Stored items from a collection
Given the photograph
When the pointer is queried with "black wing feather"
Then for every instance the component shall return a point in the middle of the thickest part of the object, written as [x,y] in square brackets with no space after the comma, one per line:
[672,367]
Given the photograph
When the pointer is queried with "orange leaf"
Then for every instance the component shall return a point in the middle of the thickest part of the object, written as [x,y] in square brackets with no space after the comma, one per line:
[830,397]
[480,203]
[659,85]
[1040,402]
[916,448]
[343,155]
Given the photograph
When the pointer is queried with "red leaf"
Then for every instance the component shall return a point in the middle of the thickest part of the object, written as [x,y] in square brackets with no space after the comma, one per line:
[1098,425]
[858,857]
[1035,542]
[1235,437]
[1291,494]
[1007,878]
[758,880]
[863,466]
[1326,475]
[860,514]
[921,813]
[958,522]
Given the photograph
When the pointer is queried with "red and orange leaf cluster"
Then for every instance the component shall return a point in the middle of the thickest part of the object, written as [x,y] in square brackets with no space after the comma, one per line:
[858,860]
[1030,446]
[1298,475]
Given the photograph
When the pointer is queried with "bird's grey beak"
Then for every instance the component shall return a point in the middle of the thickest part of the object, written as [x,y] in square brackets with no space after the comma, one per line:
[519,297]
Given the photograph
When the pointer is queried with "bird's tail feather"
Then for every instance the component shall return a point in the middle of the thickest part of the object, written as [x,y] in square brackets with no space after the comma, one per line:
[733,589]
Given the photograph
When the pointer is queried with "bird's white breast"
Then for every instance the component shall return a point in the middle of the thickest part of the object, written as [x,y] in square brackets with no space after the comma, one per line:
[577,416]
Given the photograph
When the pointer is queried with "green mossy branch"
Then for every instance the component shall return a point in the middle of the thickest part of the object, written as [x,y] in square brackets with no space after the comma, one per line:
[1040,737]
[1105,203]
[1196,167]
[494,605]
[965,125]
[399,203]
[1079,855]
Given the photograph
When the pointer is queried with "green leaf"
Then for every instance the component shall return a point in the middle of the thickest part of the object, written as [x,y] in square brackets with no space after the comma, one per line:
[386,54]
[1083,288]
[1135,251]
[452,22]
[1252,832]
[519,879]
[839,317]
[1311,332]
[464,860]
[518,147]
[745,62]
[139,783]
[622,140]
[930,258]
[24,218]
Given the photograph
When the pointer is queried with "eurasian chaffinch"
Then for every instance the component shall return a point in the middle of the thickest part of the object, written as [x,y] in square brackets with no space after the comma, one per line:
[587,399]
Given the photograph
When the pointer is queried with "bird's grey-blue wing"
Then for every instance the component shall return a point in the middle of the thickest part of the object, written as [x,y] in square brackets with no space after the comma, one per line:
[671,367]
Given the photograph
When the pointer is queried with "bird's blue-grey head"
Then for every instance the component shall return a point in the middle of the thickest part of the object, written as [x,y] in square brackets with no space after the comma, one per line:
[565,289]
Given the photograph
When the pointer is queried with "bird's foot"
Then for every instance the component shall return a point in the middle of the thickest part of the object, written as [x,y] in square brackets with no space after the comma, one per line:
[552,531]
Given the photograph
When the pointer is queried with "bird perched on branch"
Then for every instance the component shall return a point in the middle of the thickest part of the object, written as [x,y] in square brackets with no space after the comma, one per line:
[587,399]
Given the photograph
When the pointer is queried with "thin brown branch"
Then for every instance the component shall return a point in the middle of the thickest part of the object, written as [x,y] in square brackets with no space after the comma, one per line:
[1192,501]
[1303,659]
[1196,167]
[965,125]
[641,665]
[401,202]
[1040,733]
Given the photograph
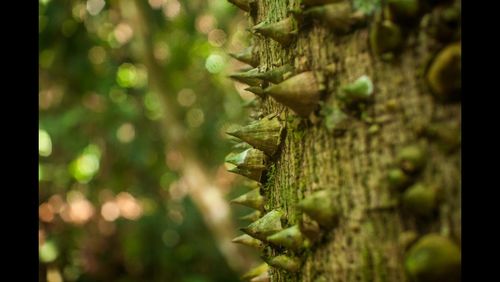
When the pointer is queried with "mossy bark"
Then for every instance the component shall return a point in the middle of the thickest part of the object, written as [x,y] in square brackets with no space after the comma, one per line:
[365,245]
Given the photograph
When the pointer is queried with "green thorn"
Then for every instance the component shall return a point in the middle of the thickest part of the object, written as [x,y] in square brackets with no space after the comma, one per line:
[248,241]
[300,93]
[320,207]
[267,225]
[290,238]
[264,134]
[434,258]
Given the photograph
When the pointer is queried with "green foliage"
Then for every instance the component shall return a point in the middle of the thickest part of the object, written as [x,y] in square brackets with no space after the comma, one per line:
[110,204]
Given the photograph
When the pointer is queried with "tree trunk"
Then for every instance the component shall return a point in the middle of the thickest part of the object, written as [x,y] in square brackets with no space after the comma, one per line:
[368,242]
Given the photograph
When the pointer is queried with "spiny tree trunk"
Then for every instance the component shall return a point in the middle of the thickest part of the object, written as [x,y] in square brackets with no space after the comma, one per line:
[376,226]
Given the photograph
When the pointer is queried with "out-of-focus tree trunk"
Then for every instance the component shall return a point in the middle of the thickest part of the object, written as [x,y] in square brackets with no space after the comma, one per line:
[368,243]
[200,186]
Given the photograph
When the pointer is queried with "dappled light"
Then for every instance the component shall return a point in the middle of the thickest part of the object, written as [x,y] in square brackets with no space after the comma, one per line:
[132,99]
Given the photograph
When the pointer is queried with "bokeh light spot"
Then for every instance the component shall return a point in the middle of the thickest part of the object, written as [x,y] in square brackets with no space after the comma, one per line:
[126,133]
[44,143]
[215,63]
[94,7]
[217,37]
[110,211]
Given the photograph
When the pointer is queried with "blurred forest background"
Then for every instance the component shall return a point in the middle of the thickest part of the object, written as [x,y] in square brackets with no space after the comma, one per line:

▶ ABOUT THIS EXERCISE
The entries above need to be output again in full, exactly, and without pictures.

▶ EXERCISE OUTPUT
Given the photograph
When the pointer is queried with "black wing feather"
Then for every instance the component shall return a point in the middle of the thickest part of the object, written as [x,y] in square brackets with no space after the comma, one per line:
[672,367]
Given the photograph
When the pointer is queried with "orange leaf"
Then for every instance the component shall return a point in the middle of the thickest part of the object, written as [x,y] in square brackets with no space after the comma, one per line:
[830,397]
[480,203]
[659,85]
[1040,402]
[916,448]
[343,155]
Given the photograph
When the pointer is queried with "red leaf"
Then for every instance the component shall return a point in the middle of the thickest part of the object, written as [x,y] in square brackets with no space after the comma, one per line:
[1098,425]
[858,857]
[1035,542]
[1235,437]
[1291,494]
[1007,878]
[758,880]
[863,466]
[1326,475]
[860,514]
[921,813]
[958,522]
Given the photograph
When the pointer is queried with "red and orange leaf cluster"
Then for every instance the component shall return a point in the middle of the thickest part of the object, written as [x,y] in square brackets with no space after the comma, one per line:
[858,860]
[1030,446]
[1298,475]
Given the photograph
When the pointer is queried with "bird's grey beak"
Then for every instance the component shall return a point in the middle of the thickest part of the object, written as [x,y] in square brackets with no space after the comma, one per line:
[519,297]
Given the photograph
When the pointer is queried with "bird's tail feather"
Then for every instance the component shall return a point in the middle of the thickest part of the object, written as [x,y] in square brackets with no space after the comma, one per line:
[733,589]
Given the photograph
When the pointer is queried with "bird's white breast"
Then for every instance the component shall return a point in the middle of the thickest part of the object, written as [x,y] in square brackets with no space after the comma, one per line:
[577,416]
Given the photograph
When the pointer is queried with "green mossy branch"
Then for every instance the component shall return a point in the middle of the thickest part of the object, written as [x,y] in square brackets with no space after the comma, one per line:
[1040,737]
[1105,203]
[1196,167]
[494,605]
[965,125]
[399,203]
[1079,855]
Given the photograph
When the pointer is queried with "green leaf"
Then for every instance the component shall return a point in the middle of the thickest part of the object, written as [x,y] in square brackets with no space after the comma, one per line:
[386,54]
[1083,288]
[1135,251]
[452,22]
[1252,832]
[519,879]
[839,317]
[1311,332]
[464,860]
[518,147]
[745,62]
[139,783]
[622,140]
[930,258]
[24,218]
Given the photograph
When the pointer is queried with "eurasian chaffinch"
Then for every instance the component shall return a point in the middle of the thickest part of the object, written as [x,y] in square brackets with no space after the comma, one per line:
[587,399]
Given the photograph
When the pointer is queried with "bird's grey-blue wing"
Then for every instance the component shall return a point in the middle of the thickest part of the object, written as [x,y] in square brackets with no space after the comma, one per line:
[671,367]
Given the photograph
When the pointer is queried with "bird's blue-grey head"
Then for every instance the component shall return a point in the middle of the thickest part of the object, written as [x,y] in square brackets with no space after the comma, one per line:
[565,289]
Given the photograph
When the pointer is queried with "bird's foot"
Then for every instance the component shall return a point in the middle of the thickest part of the object, written as [x,y] in square brackets with no space after the comma, one per line:
[552,531]
Given the photograph
When the pointer is queried with "bird perched on branch"
Then for every instance the component shall return a point in the middle of the thickest part of the object, written as [x,y] in square brackets with no space after the comma, one per line:
[587,399]
Given the photograph
When the pointer is queried with "thin brown branch"
Then for every instance the component shall return a point in the middle of the thickest part of the object, written as [x,y] in square brackets with no space after the comma, one per line:
[1192,501]
[1303,659]
[1196,167]
[965,125]
[641,665]
[401,202]
[1040,733]
Given the photograph
When the pointer is queried with "mossy bark"
Then for every instance the component shall return a point in the middle of the thickest part of the object, written as [x,y] in square brackets with no space after the comma, one per line:
[365,245]
Given the photograph
When the pointer is queried with "green thorn"
Then for every instance the component shall return a point in the middle of the thickest part of the object, written as [x,y] in square brackets with no space after the comma, one per line:
[248,241]
[300,93]
[320,207]
[267,225]
[290,238]
[264,134]
[434,258]
Given the photograph
When the pointer is queried with "green foliage"
Then for every instance the component shall return a point in the middle of the thickest part of the object, written as [x,y] in square brackets with no space after the comma, one per line:
[110,204]
Given the photograph
When the pointer is queried with "tree trunk"
Then for every instance the component shall return a point in the middle of the thickest part of the object, written as [x,y] in square brackets with no space after the comma, one per line:
[368,242]
Given the photograph
When the pointer is queried with "spiny tree trunk"
Then for every instance the component shall return a point in the middle of the thickest part of the object, written as [x,y] in square brackets with no space after the comma, one per line:
[376,226]
Given the photograph
When the pointer is queried with "out-of-focus tree trunk"
Then for every instance the component shall return a point in the middle of the thickest part of the object, written as [x,y] in square brackets with no space after the comma, one per line:
[368,243]
[200,186]
Given the photograph
When the pointer is queried with "dappled light"
Then for every instance the component shall return a point in the middle of the thickest part of the object, written as [x,y] in square brackets with no space after the comma, one per line:
[132,99]
Given the photograph
When the pointer is queried with "bokeh light spot"
Then for every instance the component shall return a point in the middle of the thickest part of the object, written as [x,y] in square brackets with no space after the comma, one per line:
[126,133]
[44,143]
[215,63]
[94,7]
[217,37]
[110,211]
Given the photograph
When the pointer is queried with "blurred forest background"
Then for every instance the component shall return a point in the middle of the thickest part of the object, written as [x,y] in square brackets with no space after the comma, one per line:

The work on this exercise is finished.